====== Page excerpt

UNITED STATES

SECURITIES AND EXCHANGE COMMISSION

Washington, DC 20549

 

FORM 8-K

 

CURRENT REPORT

Pursuant to Section 13 or 15(d) of the Securities Exchange Act of 1934

 

Date of Report (Date of earliest event reported) November 1, 2016

 

MIDWEST ENERGY EMISSIONS CORP.

(Exact name of registrant as specified in its charter)

 

Commission file number 000-33067

 

Delaware

 

87-0398271

(State or other jurisdiction of incorporation)

 

(I.R.S. Employer Identification No.)

 

670 D Enterprise Drive

Lewis Center, Ohio

 

43035

(Address of principal executive offices)

 

(Zip Code)

 

Registrant’s telephone number, including area code: (614) 505-6115

 

Not applicable

(Former name or former address, if changed since last report)

 

Check the appropriate box below if the Form 8-K filing is intended to simultaneously satisfy the filing obligation of the registrant under any of the following provisions (see General Instruction A.2. below):

 

¨ Written communications pursuant to Rule 425 under the Securities Act (17 CFR 230.425)

 

¨ Soliciting material pursuant to Rule 14a-12 under the Exchange Act (17 CFR 240.14a-12)

 

¨ Pre-commencement communications pursuant to Rule 14d-2(b) under the Exchange Act (17 CFR 240.14d-2(b))

 

¨ Pre-commencement communications pursuant to Rule 13e-4(c) under the Exchange Act (17 CFR 240.13e-4(c))

 

 

 
 
 

Item 1.01 Entry into a Material Definitive Agreement.

 

Background

 

Midwest Energy Emissions Corp. (the “Company”) and its wholly-owned subsidiary, MES, Inc. (“MES”, and together with the Company, collectively the “Companies”), are parties to a series of agreements with AC Midwest Energy LLC (“AC Midwest”), including but not limited to a certain Financing Agreement dated as of August 14, 2014, pursuant to which AC Midwest made certain financial accommodations to the Company, as amended by a Waiver and Amendment to Financing Agreement and Reaffirmation of Guaranty dated as of March 16, 2015, as amended by a Waiver and Amendment No. 2 to Financing Agreement and Reaffirmation of Guaranty dated as of November 16, 2015, and as amended by an Amendment No. 3 to Financing Agreement and Reaffirmation of Guaranty dated as of January 28, 2016.

 

As of November 1, 2016, the outstanding aggregate principal balance owing to AC Midwest pursuant to the foregoing agreements was $9,646,686.08 per 12% senior secured convertible notes issued to AC Midwest and which mature on July 31, 2018 (the “AC Midwest Notes”). In addition, pursuant to Amendment No. 3 to Financing Agreement and Reaffirmation of Guaranty dated as of January 28, 2016 between the Companies and AC Midwest, AC Midwest agreed to cause its bank to arrange for the issuance to a certain customer of the Company a standby letter of credit in the amount of $2,000,000 (the “Letter of Credit”) to permit the Company to enter into a contract for mercury capture program with such customer. In connection therewith, the Company issued a Senior Secured Letter of Credit Note (the “LC Note”) to AC Midwest to evidence any indebtedness owed by the Company arising from any draws made under the Letter of Credit. Although no amounts have yet to been drawn on the Letter of Credit, the Letter of Credit remains available.

============

Short task:
Reproduce everything in the Form 8-K from "Item 1.01 Entry" down to "January 28, 2016.", changing each occurrence of "Financing Agreement" to "Credit Agreement".

====== Supplied data

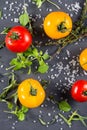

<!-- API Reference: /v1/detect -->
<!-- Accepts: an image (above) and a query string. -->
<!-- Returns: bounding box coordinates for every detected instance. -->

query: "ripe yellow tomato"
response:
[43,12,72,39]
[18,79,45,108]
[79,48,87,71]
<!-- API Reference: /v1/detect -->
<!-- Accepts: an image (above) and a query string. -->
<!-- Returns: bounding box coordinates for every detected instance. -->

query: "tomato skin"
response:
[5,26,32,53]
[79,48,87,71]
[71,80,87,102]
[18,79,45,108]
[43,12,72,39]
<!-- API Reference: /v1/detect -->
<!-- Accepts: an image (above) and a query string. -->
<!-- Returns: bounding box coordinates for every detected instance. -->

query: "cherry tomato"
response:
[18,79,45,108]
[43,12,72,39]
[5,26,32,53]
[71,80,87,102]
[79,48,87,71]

============
====== Supplied data

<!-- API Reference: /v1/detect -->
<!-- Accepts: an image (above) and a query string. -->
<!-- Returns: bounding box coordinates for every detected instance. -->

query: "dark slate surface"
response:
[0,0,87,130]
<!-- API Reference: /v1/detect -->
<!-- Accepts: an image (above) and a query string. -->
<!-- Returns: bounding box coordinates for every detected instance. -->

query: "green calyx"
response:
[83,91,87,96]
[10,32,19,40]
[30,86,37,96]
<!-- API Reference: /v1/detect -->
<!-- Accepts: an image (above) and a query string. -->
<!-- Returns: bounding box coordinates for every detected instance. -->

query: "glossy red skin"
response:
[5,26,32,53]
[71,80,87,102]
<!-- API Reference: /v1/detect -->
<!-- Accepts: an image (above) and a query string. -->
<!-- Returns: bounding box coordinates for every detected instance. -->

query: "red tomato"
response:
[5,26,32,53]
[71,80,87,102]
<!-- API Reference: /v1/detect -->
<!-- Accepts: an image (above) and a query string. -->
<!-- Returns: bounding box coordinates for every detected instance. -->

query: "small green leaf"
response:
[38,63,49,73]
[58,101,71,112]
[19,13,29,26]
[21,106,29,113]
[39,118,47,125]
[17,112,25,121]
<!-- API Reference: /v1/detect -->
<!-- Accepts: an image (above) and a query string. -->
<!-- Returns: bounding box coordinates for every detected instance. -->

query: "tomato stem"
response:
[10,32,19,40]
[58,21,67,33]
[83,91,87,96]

============

Solution to this task:
Item 1.01 Entry into a Material Definitive Agreement.

 

Background

 

Midwest Energy Emissions Corp. (the “Company”) and its wholly-owned subsidiary, MES, Inc. (“MES”, and together with the Company, collectively the “Companies”), are parties to a series of agreements with AC Midwest Energy LLC (“AC Midwest”), including but not limited to a certain Credit Agreement dated as of August 14, 2014, pursuant to which AC Midwest made certain financial accommodations to the Company, as amended by a Waiver and Amendment to Credit Agreement and Reaffirmation of Guaranty dated as of March 16, 2015, as amended by a Waiver and Amendment No. 2 to Credit Agreement and Reaffirmation of Guaranty dated as of November 16, 2015, and as amended by an Amendment No. 3 to Credit Agreement and Reaffirmation of Guaranty dated as of January 28, 2016.